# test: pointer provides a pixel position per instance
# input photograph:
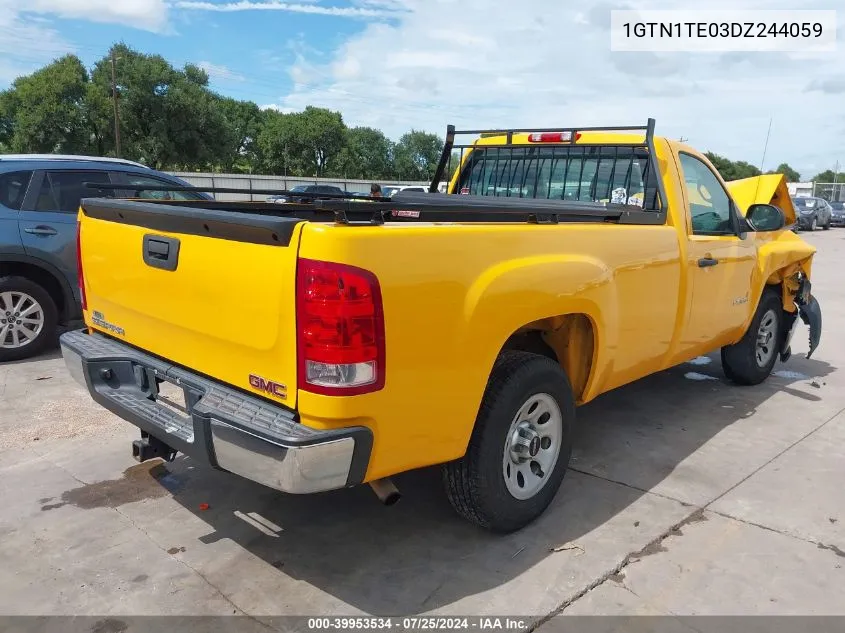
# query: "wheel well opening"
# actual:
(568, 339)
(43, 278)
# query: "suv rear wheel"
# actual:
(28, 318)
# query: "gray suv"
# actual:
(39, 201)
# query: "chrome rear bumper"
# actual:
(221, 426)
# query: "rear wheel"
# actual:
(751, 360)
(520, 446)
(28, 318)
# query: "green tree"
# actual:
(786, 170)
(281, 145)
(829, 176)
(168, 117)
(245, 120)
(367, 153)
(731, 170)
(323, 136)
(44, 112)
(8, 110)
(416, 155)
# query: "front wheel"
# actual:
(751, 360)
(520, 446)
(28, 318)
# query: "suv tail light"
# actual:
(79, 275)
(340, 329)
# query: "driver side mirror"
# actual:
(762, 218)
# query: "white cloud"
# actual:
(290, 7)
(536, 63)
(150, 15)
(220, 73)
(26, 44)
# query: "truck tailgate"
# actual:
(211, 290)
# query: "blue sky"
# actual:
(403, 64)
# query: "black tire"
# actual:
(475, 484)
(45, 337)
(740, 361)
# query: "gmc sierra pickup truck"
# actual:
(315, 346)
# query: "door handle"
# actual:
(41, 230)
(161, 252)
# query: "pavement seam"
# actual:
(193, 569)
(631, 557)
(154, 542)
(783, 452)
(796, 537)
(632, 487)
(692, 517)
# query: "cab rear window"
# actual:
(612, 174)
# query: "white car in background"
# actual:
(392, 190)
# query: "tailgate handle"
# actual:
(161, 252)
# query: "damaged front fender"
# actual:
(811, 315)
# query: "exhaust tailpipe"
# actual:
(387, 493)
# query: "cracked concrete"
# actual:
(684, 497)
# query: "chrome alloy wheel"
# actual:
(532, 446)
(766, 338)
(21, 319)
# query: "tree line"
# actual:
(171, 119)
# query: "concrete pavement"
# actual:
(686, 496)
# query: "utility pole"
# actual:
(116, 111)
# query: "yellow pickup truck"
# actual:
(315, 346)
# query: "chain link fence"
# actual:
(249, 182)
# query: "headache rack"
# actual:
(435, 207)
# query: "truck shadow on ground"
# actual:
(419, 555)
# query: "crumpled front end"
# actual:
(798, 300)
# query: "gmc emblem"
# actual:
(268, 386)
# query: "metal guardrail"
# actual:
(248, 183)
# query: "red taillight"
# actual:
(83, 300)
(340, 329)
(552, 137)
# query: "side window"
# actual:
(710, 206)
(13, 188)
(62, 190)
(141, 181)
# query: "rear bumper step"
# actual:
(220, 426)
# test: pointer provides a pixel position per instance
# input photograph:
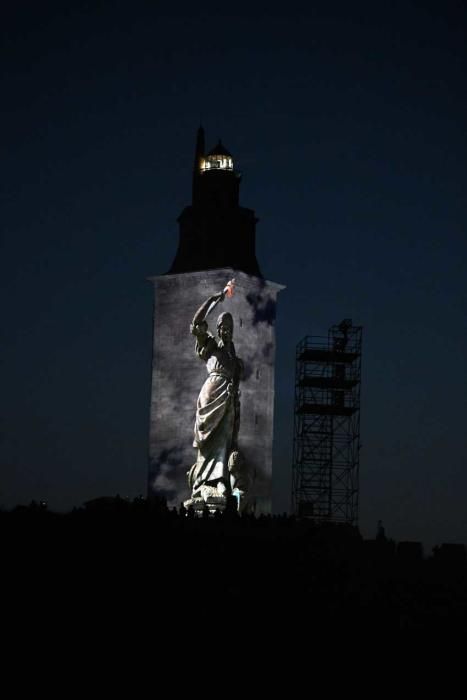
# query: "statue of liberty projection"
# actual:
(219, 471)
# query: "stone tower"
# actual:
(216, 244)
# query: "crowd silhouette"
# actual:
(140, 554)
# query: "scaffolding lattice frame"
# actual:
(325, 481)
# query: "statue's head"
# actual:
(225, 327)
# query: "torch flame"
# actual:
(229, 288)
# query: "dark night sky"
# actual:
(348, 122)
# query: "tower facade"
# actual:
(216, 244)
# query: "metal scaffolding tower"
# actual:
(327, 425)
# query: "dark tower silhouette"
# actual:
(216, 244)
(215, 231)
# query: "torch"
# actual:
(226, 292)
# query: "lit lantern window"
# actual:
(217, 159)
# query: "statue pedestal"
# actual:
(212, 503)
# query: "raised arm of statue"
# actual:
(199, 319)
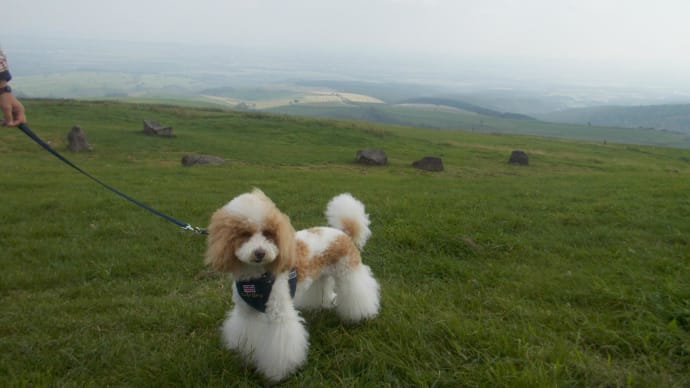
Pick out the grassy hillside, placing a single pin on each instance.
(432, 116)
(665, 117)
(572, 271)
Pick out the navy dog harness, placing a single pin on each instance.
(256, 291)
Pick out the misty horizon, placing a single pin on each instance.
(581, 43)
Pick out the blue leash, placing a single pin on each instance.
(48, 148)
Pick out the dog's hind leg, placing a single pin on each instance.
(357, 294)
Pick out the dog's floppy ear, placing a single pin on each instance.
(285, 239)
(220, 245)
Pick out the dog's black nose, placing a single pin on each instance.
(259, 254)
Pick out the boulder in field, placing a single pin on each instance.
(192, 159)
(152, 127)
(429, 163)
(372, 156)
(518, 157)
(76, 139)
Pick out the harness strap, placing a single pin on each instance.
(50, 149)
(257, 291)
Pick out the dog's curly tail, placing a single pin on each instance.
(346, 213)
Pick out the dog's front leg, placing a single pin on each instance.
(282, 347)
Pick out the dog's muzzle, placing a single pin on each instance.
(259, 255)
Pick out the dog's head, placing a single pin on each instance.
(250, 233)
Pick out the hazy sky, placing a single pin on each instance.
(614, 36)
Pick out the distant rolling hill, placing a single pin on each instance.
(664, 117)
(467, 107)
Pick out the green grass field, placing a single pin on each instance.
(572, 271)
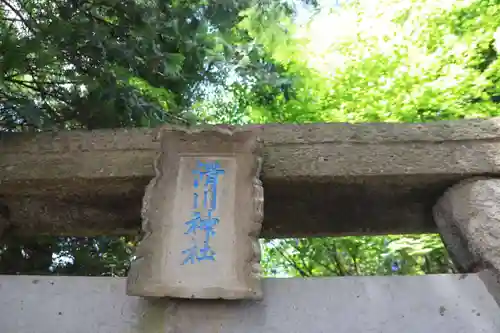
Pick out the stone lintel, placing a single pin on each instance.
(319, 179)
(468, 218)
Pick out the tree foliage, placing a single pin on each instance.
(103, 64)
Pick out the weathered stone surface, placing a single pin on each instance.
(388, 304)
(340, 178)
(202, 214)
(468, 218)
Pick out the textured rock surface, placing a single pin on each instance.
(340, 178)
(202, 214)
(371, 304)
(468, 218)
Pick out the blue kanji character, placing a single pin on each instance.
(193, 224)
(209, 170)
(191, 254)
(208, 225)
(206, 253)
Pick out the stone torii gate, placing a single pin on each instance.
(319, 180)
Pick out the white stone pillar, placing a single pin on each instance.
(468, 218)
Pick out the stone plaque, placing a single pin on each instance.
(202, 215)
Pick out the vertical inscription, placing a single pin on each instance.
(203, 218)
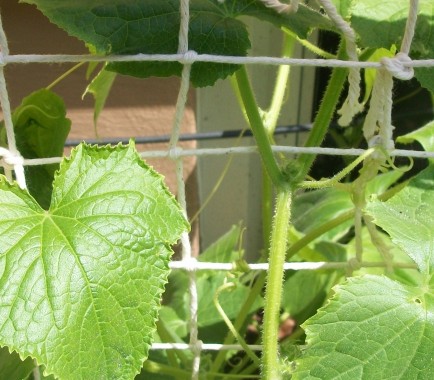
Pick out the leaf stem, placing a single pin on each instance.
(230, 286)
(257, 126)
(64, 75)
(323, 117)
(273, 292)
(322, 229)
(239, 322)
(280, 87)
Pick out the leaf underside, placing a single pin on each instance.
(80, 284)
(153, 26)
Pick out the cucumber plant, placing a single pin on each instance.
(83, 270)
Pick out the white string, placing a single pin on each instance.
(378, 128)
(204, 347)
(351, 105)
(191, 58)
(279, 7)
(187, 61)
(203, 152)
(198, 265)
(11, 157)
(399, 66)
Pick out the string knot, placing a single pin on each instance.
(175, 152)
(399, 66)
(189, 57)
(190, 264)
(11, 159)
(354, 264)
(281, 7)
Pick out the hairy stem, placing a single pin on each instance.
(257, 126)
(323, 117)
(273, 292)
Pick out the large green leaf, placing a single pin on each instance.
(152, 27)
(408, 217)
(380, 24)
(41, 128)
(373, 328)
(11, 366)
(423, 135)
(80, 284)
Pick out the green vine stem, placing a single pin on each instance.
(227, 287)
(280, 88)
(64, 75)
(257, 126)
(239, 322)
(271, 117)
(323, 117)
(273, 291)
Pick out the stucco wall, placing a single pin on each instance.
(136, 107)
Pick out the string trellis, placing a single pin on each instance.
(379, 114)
--
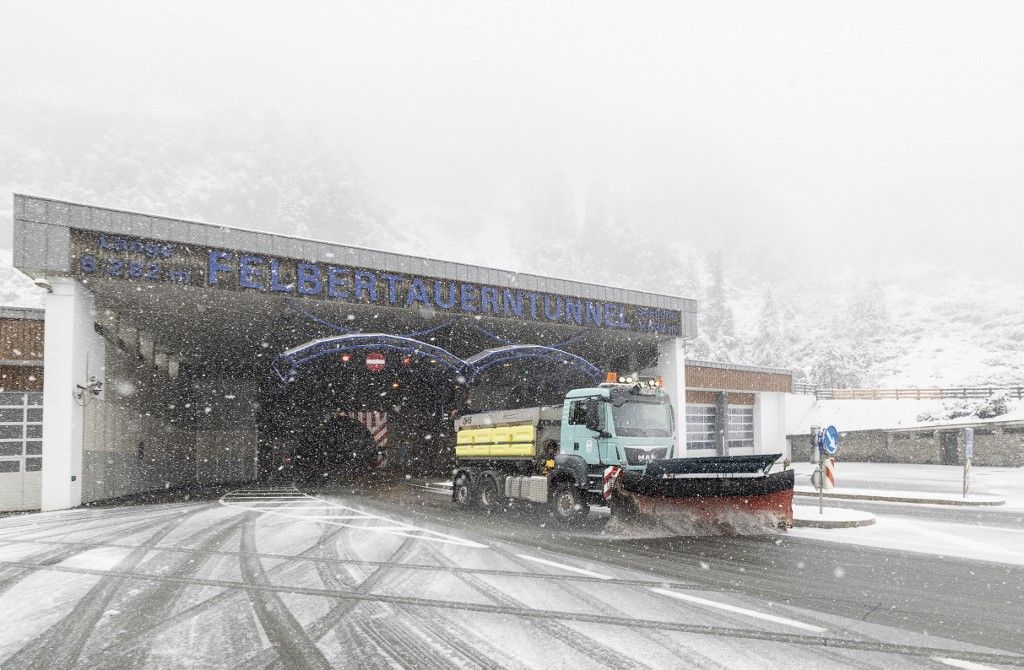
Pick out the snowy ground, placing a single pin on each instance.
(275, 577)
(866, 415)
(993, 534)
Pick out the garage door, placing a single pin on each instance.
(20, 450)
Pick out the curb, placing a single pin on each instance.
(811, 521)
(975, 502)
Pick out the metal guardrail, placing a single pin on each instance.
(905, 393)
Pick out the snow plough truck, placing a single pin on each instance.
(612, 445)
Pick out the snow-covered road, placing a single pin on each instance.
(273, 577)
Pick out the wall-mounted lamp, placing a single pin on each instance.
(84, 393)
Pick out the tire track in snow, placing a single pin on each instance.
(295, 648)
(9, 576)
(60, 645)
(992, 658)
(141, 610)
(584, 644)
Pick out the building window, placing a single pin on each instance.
...
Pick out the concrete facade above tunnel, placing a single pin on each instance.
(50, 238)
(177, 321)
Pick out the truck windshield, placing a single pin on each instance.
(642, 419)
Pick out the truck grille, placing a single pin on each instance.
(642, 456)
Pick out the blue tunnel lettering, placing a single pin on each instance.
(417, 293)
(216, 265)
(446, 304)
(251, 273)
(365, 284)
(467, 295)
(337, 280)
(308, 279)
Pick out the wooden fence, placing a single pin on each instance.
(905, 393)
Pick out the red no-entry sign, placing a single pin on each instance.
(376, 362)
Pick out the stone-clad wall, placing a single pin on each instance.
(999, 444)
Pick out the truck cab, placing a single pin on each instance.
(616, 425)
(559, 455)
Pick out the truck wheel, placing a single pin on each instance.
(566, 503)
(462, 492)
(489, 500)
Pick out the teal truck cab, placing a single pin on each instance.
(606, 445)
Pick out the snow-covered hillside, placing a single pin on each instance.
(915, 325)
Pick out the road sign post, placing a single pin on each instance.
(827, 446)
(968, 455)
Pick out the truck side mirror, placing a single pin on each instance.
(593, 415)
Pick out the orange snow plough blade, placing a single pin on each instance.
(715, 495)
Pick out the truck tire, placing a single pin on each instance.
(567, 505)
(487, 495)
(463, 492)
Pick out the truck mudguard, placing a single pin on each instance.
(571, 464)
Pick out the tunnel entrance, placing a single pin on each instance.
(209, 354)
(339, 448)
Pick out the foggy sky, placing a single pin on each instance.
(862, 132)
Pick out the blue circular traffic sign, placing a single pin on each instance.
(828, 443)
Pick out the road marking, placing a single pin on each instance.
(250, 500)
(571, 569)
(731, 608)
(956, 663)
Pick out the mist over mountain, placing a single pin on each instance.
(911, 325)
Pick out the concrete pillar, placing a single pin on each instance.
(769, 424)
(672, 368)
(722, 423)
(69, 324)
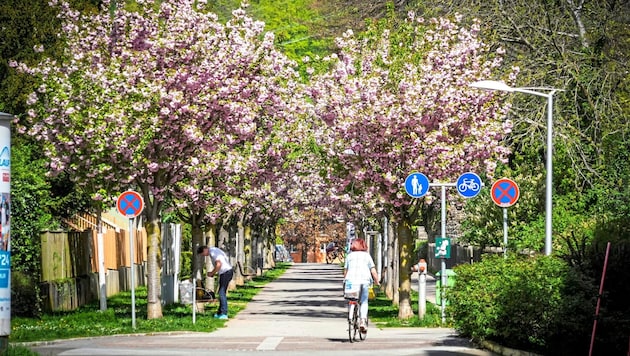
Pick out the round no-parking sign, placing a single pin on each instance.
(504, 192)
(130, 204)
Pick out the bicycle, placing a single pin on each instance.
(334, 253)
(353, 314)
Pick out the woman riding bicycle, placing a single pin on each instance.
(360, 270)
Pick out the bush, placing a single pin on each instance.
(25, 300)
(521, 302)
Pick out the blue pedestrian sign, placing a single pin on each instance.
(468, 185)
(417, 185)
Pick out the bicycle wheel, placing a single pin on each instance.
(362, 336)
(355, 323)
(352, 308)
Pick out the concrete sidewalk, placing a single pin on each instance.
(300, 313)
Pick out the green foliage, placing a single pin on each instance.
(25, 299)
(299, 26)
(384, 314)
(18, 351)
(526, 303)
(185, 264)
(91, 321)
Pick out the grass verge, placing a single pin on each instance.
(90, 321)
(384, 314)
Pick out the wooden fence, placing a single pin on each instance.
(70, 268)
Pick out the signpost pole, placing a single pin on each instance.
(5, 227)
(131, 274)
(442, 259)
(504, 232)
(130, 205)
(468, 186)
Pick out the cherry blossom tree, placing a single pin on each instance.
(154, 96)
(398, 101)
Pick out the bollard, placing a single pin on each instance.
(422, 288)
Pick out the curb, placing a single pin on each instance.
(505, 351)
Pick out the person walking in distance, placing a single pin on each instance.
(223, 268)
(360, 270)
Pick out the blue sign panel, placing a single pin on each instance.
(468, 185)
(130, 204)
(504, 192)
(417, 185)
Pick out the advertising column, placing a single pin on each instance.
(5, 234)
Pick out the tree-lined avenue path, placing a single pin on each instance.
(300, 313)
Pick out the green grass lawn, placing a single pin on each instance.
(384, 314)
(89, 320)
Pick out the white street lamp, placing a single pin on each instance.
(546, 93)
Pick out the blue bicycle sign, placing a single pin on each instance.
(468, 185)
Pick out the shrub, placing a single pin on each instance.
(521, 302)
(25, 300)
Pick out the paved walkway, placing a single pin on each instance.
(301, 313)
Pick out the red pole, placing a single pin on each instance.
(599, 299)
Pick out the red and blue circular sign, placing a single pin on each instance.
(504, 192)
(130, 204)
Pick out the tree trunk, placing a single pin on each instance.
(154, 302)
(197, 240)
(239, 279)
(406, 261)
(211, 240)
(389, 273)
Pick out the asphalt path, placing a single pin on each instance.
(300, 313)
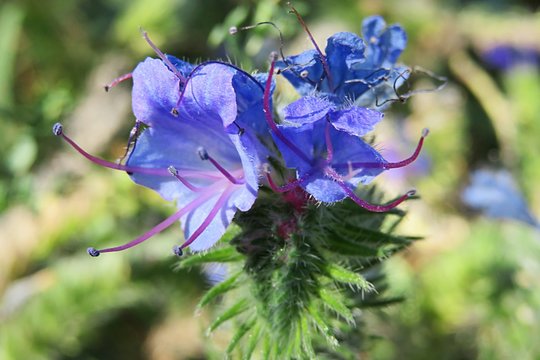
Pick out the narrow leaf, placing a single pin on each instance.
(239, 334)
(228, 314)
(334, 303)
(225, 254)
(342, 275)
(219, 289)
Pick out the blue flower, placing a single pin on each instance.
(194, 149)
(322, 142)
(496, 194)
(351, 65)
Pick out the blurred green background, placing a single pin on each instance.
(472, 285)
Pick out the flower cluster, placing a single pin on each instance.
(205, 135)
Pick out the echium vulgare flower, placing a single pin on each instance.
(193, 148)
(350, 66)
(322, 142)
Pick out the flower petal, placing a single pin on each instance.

**Task to carry out:**
Report back each line of the entries that holds the string "silhouette".

**Solved problem:**
# query: "crowd silhouette"
# query: "dark tower silhouette"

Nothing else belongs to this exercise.